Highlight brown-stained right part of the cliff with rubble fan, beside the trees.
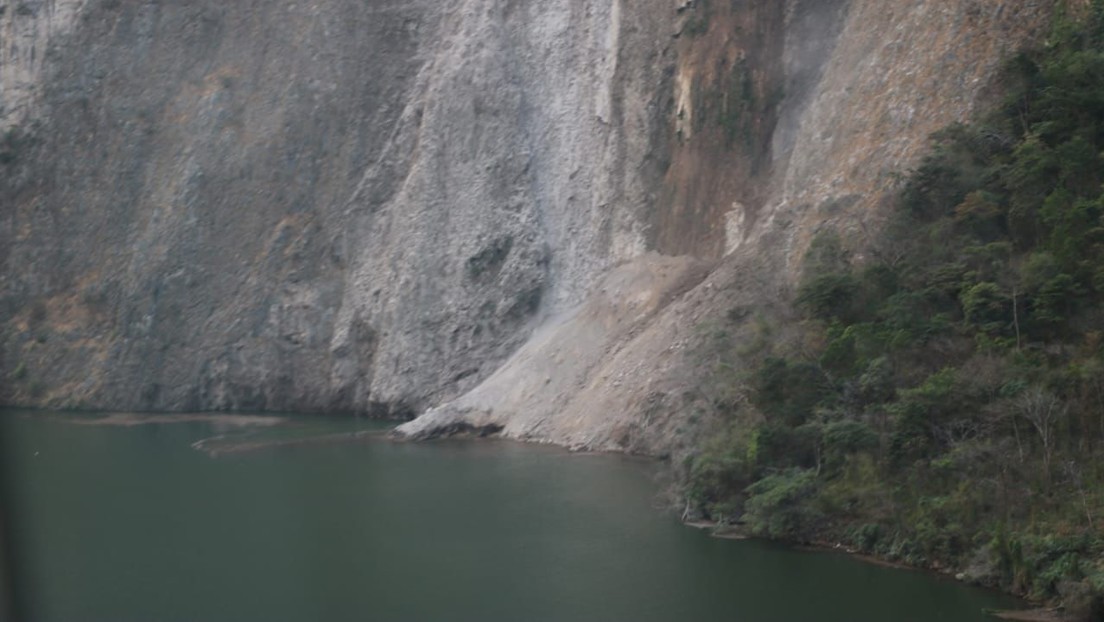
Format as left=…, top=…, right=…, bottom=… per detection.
left=399, top=0, right=1054, bottom=454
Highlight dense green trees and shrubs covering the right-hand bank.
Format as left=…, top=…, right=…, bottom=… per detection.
left=686, top=7, right=1104, bottom=619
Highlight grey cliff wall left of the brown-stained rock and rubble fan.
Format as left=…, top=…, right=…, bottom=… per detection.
left=0, top=0, right=668, bottom=414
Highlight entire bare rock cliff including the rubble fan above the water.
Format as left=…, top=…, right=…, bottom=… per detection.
left=0, top=0, right=1053, bottom=452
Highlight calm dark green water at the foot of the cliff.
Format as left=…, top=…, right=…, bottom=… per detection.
left=0, top=411, right=1016, bottom=622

### REQUIRED WORK:
In the records above, the lines containing the string "brown" should be counted; give only the total.

### ANSWER TO THIS TASK:
2